(Lines of data)
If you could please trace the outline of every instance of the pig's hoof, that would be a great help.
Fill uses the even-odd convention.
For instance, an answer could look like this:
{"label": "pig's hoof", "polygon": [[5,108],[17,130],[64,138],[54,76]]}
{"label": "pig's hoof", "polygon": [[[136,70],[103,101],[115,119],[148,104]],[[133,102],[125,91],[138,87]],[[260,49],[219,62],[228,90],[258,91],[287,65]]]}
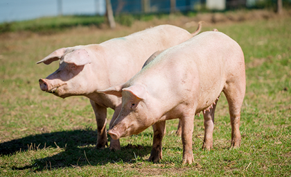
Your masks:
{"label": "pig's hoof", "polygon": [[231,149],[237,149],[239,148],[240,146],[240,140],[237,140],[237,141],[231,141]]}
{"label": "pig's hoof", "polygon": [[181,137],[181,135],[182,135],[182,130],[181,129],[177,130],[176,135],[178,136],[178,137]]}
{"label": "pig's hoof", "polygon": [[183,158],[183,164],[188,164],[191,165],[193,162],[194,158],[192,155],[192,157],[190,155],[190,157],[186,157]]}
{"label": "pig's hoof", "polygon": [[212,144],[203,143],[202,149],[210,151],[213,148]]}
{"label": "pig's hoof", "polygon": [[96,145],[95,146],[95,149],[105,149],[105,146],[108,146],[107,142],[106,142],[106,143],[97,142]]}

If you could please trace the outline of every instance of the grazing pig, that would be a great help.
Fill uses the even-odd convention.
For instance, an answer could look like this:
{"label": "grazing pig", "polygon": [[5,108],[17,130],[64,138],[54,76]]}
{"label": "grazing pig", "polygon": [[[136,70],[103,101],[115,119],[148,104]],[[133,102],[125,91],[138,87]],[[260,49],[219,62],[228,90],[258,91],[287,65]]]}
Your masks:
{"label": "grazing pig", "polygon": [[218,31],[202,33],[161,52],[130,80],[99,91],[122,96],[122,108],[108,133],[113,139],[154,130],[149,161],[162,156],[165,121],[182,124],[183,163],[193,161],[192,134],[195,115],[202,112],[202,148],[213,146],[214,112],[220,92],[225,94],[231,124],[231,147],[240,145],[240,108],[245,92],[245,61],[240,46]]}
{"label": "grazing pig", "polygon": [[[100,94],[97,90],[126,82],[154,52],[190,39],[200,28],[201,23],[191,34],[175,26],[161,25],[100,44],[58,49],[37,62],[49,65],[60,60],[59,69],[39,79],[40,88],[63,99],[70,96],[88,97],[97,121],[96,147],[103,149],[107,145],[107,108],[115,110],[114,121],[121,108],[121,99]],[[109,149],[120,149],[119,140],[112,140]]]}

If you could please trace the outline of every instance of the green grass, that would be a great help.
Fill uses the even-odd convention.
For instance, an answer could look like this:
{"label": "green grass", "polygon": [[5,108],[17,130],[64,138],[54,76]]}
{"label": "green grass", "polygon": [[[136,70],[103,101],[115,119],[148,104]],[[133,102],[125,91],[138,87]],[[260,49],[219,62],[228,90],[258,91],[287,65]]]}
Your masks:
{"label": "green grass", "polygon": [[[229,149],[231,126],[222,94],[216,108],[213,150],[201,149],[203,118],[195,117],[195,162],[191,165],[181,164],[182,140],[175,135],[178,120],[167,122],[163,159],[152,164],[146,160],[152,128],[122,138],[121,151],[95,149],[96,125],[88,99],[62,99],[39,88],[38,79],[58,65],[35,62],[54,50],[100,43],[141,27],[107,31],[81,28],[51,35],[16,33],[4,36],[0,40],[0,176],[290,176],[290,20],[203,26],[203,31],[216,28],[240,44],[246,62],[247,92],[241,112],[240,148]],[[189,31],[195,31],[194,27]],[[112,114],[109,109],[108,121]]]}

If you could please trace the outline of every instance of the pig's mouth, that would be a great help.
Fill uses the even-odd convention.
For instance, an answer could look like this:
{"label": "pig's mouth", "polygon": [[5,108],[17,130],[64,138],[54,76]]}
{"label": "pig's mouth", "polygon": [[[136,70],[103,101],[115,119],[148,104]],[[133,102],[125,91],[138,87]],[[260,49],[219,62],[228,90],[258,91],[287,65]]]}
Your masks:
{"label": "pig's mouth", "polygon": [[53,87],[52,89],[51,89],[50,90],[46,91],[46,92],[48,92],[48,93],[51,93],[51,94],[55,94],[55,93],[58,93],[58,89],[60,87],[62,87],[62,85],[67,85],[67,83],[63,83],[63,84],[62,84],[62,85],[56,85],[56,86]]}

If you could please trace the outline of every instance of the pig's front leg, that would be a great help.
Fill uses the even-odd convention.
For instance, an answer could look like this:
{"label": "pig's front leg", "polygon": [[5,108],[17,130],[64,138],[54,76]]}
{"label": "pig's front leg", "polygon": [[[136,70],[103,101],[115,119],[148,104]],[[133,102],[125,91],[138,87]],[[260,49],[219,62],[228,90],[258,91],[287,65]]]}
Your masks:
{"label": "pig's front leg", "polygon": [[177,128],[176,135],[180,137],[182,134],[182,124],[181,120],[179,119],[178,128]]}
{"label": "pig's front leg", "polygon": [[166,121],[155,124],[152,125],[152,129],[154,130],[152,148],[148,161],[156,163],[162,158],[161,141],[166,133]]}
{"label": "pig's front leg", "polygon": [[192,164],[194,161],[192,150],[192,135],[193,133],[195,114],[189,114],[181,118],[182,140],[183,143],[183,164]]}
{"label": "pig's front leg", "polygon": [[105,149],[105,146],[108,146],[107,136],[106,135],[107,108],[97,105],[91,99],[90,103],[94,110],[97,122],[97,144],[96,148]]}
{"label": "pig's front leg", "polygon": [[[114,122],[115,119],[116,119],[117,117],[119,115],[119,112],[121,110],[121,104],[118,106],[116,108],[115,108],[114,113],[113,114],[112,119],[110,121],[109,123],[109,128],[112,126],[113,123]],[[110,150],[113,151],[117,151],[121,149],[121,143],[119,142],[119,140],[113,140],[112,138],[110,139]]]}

WHAT THE TASK ASKS: Return each line of the records containing the word "that". Case counts.

RESPONSE TO THIS EXERCISE:
If you could please trace the outline of every instance of the pig's hoof, that would be a great help.
If you could please trace the outline of every instance of the grazing pig, that would be a great help.
If you could please trace the outline of every instance of the green grass, that would be a great help.
If you could please trace the outline of every instance of the pig's mouth, that would be a great help.
If you could please trace the outline of every instance of the pig's front leg, that would be a great help.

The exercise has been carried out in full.